- What is being asked -
Each record must be reproduced exactly as it is shown.

Coordinate labeling data:
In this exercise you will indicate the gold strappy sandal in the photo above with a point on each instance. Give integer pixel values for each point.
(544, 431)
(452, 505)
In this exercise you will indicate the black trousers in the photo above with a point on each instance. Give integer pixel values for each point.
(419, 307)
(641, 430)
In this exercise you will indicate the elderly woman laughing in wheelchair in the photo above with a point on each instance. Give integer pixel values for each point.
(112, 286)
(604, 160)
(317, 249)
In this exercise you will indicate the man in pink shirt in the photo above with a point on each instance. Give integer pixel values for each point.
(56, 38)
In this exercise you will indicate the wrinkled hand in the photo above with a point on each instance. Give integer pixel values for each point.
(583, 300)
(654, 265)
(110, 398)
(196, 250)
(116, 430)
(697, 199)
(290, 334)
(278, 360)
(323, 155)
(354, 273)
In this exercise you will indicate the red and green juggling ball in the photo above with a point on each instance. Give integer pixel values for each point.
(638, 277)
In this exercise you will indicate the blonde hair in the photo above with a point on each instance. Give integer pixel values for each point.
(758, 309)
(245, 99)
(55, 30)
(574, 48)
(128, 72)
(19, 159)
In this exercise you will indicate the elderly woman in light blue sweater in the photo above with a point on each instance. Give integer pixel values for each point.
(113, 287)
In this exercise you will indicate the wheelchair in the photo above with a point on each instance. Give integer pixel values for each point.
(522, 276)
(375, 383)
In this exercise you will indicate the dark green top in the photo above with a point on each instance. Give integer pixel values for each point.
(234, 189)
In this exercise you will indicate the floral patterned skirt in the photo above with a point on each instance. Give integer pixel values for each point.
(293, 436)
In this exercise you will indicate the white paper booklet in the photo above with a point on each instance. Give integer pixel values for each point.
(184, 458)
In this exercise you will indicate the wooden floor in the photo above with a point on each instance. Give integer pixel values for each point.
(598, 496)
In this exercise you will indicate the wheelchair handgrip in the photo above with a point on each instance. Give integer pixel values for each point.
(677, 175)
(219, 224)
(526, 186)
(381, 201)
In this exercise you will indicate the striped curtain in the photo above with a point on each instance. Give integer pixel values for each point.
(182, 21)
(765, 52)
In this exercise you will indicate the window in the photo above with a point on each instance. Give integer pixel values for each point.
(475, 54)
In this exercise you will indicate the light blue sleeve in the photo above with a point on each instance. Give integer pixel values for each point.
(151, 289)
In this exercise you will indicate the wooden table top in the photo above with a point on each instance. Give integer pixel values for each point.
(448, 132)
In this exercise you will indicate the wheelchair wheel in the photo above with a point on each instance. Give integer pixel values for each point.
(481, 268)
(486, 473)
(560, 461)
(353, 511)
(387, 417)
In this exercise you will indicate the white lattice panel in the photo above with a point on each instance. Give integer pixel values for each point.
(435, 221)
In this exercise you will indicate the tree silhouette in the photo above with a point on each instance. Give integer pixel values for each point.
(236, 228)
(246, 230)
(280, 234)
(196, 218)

- In response -
In this exercise you will indicate the gold strappy sandal in the photo above with a point on each instance. Give integer pixel values for each point.
(544, 431)
(452, 505)
In this exercise you will indicate the black trousers in the photo above with a point on each instance. Give integer pixel values for each point.
(419, 307)
(641, 430)
In this exercise you will indicate the elderly woman laughing in wheelchair in the photo above with a point on each instance. Give integer pixel values for each point.
(112, 286)
(604, 160)
(317, 249)
In this exercise you will indicate the man in pink shirt in the photo above with a point on each instance. Give integer pixel values for each point.
(56, 38)
In this exercise you will indicate the wrinkled hand in the photo above with a point on each instance. Give integer pixel values for each point.
(583, 300)
(654, 265)
(110, 398)
(196, 250)
(116, 430)
(697, 199)
(290, 334)
(278, 360)
(323, 155)
(354, 273)
In this exercise you will indicate the red and green juggling ball in the photo above with a point on each instance. Give integer pixel values for each point.
(638, 277)
In this exercise you will indicate the blonde hair in the photo above with a point on each instance. Give integer pixel values for each point.
(758, 309)
(245, 99)
(55, 30)
(574, 48)
(128, 72)
(19, 159)
In this exercise you will indicate the elderly woman in light blue sweater in the photo above with a point on each instance. Give integer pixel values for each point.
(113, 287)
In this exercise you will indicate the wheelchair in the photo above with a point on each instance. Give integer pixel values for each point.
(522, 276)
(375, 383)
In this exercise you will indicate the dark green top in the photo above with a point on each instance. Give integer pixel values for each point.
(234, 189)
In this exercise you will indicate the floral patterned skirt in the photo above with a point on each instance. Give integer pixel values for each point.
(293, 436)
In this exercise you will indicate the white paper booklet in the photo above with a point on each instance. Give integer pixel values for each point.
(184, 458)
In this exercise you will indicate the wooden floor in the photo above with a point on each instance. Give integer pixel values for each point.
(598, 496)
In this exercise you will indicate the wheelchair handgrip in the photo above with a point on each instance. Give integer pixel values for each point.
(677, 175)
(219, 224)
(526, 186)
(381, 201)
In this exercise you will indicate the striped curtain in the photo above with a point on each instance. Give integer pixel values for each point.
(182, 21)
(765, 52)
In this exercise you will indicate the window in the photo above with a point on each instance. Give integer pixel values for each point.
(475, 54)
In this exercise you will indicate the light blue sleeve in the photo above with a point on each instance. Give integer pixel values for each point.
(151, 289)
In this exercise you will indicate the wooden table top in the photo above with a point on each instance. Give integer pixel values for each point.
(448, 132)
In this exercise you will indicate the wheelchair wheel in the photo above with a point on each instance. Give integer pixel values for each point.
(481, 268)
(486, 473)
(560, 461)
(353, 511)
(387, 417)
In this exercise you will indicate the white lattice panel in the photo above with a point on each instance. Give integer pixel values for each point.
(435, 221)
In this exercise you will indicate the tree silhouette in the photo above with a point on each instance. Give integer pixel values for each point.
(236, 228)
(246, 230)
(280, 234)
(196, 218)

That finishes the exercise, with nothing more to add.